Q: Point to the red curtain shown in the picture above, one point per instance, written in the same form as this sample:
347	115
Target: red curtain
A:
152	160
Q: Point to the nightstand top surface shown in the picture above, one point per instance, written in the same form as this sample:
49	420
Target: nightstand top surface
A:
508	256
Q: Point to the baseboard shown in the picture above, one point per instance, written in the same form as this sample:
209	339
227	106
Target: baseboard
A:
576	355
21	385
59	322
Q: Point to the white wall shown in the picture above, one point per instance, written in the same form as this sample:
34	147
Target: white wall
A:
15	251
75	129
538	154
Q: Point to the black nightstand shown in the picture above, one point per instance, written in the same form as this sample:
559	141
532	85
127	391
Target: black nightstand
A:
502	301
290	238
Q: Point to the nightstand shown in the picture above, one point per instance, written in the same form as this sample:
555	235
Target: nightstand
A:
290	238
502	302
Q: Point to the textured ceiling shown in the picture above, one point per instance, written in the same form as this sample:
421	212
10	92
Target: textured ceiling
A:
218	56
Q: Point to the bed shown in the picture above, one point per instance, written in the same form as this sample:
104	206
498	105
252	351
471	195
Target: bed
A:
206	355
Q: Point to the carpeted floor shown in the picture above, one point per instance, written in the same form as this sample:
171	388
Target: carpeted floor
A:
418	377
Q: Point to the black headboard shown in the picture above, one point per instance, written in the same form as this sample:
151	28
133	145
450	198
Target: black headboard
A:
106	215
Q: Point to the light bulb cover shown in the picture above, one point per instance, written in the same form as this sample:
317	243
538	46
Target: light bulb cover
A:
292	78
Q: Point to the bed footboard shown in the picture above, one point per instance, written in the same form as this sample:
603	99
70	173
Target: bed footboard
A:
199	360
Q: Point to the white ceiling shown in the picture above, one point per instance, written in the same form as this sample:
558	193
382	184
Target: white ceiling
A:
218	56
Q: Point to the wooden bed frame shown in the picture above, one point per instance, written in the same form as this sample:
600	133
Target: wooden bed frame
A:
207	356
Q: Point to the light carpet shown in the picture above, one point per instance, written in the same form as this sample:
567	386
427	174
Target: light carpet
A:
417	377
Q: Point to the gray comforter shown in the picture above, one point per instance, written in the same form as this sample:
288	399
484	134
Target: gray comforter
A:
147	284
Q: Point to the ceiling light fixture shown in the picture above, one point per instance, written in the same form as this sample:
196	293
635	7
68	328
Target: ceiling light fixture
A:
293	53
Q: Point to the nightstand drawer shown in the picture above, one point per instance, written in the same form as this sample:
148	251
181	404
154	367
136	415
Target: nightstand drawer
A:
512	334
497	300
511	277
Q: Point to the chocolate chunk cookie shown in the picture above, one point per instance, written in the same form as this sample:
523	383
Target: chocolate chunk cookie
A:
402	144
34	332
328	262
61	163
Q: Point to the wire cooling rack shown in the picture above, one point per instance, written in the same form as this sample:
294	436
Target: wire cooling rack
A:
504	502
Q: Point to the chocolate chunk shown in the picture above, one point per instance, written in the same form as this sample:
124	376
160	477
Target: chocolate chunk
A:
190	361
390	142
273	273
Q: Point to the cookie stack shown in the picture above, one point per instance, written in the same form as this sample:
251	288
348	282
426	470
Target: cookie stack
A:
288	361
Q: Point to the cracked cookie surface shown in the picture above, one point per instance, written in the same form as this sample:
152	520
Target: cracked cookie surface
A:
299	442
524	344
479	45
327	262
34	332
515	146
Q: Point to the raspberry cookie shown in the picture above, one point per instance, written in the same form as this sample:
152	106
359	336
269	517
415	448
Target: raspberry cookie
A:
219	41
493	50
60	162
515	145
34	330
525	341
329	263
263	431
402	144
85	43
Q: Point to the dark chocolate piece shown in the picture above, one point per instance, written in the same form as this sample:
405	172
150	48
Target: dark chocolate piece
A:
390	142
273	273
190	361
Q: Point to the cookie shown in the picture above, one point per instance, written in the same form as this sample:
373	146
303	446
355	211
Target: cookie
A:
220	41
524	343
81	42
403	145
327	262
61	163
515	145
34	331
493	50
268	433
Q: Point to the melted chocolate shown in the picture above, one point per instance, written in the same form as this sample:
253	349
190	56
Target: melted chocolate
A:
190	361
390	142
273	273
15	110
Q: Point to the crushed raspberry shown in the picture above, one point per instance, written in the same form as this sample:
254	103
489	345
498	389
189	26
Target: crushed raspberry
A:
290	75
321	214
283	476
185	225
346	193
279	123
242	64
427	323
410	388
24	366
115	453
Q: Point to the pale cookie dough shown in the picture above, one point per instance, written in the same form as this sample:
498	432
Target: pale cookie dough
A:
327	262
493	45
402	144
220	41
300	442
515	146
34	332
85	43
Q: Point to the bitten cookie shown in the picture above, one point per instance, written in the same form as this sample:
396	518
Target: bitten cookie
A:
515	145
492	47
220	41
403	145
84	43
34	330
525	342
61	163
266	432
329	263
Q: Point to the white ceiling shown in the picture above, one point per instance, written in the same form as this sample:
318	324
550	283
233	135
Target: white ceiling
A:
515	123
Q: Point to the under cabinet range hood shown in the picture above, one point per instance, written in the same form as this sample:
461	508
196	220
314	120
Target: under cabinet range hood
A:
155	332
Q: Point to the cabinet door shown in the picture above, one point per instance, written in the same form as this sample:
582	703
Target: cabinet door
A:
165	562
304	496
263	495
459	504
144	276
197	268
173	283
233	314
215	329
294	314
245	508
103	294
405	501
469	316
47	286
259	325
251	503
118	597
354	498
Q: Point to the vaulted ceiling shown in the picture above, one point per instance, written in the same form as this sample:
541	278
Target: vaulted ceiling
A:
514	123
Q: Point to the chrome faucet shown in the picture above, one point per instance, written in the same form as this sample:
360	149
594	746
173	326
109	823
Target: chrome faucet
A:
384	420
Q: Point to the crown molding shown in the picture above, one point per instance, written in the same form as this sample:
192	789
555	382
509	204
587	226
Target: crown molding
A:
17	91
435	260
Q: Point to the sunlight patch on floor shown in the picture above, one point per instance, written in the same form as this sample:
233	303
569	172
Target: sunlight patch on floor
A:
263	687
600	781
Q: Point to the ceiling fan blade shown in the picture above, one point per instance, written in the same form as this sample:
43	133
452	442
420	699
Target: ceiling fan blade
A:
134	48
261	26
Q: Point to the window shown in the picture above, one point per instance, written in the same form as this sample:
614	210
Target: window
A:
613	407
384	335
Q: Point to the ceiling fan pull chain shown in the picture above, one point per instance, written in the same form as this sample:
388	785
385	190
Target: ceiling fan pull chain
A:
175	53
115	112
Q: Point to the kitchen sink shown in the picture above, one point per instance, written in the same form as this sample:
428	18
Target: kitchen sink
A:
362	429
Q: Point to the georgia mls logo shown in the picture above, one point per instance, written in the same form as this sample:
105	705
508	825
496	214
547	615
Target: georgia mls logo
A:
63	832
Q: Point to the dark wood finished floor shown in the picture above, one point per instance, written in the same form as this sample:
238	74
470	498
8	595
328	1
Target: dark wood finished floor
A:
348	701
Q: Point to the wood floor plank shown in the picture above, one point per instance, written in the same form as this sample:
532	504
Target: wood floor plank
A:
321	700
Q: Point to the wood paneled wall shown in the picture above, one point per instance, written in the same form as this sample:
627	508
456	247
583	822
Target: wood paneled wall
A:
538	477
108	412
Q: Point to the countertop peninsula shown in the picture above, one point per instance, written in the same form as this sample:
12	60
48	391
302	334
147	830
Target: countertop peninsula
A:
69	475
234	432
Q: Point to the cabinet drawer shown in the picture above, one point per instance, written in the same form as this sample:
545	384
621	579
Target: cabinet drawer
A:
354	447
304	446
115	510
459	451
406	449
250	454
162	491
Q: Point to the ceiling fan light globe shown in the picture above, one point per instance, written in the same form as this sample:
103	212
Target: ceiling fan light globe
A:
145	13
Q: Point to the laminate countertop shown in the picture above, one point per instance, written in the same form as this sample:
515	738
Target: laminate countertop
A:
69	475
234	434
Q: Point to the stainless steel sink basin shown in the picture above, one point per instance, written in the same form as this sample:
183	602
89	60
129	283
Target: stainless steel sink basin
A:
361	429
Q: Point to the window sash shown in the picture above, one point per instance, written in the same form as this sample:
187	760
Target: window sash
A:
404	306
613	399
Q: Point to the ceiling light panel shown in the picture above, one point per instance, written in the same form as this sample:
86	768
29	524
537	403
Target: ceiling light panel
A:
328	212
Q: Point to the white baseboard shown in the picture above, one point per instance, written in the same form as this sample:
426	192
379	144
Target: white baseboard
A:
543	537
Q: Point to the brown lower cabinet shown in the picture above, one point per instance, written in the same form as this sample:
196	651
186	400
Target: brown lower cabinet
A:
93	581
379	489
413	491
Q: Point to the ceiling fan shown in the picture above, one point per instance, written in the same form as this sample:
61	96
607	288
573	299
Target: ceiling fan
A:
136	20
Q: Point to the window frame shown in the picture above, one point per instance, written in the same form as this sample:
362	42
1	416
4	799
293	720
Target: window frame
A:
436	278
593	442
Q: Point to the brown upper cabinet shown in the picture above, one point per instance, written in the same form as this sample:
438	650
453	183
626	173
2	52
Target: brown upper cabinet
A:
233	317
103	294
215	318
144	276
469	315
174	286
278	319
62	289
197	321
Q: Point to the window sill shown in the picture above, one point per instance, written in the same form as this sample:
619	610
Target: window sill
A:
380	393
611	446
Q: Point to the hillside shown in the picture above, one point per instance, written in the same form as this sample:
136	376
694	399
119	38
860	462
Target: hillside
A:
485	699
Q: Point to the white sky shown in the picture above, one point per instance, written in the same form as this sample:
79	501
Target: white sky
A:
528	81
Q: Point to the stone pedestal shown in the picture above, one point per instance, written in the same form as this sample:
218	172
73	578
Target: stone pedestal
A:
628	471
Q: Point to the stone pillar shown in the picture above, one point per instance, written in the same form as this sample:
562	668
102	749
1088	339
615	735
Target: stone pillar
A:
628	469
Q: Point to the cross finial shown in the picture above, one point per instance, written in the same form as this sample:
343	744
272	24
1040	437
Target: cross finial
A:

+-------+

[The request]
Locate the line that contains "Q: Point to the brown upper". Repeat it and every line after it, up to and including the final line, exactly.

[Response to the task]
Q: Point to the brown upper cabinet shown in the picture above, one point per instance, written in the same form as this sample:
438	650
453	183
626	173
2	52
Target: brown upper cabinet
A:
233	317
103	294
215	318
144	276
469	315
174	286
278	319
62	289
197	321
Q: Point to the window sill shown in the picture above, one point per instance, written in the same form as this sample:
619	610
Target: window sill
A:
380	393
611	446
Q: Point to the hillside shown in the picture above, one point per instance, written in the same form as this sample:
136	376
694	399
119	38
860	462
Target: hillside
A:
485	699
Q: Point to the white sky shown in the picture above, one point per instance, written in the same form as this sample:
79	501
Target: white sky
A:
528	81
Q: Point to the stone pedestal shown in the picture above, one point per instance, written in the same form as this sample:
218	172
73	578
Target: stone pedestal
A:
628	471
Q: Point to the stone pillar shown in the picture above, one point per instance, written in the same form as this sample:
562	668
102	749
1088	339
615	735
Target: stone pillar
A:
628	469
Q: Point to the cross finial shown in the picture above, one point per instance, written in the same form as this sample:
343	744
272	24
1040	437
Target: cross finial
A:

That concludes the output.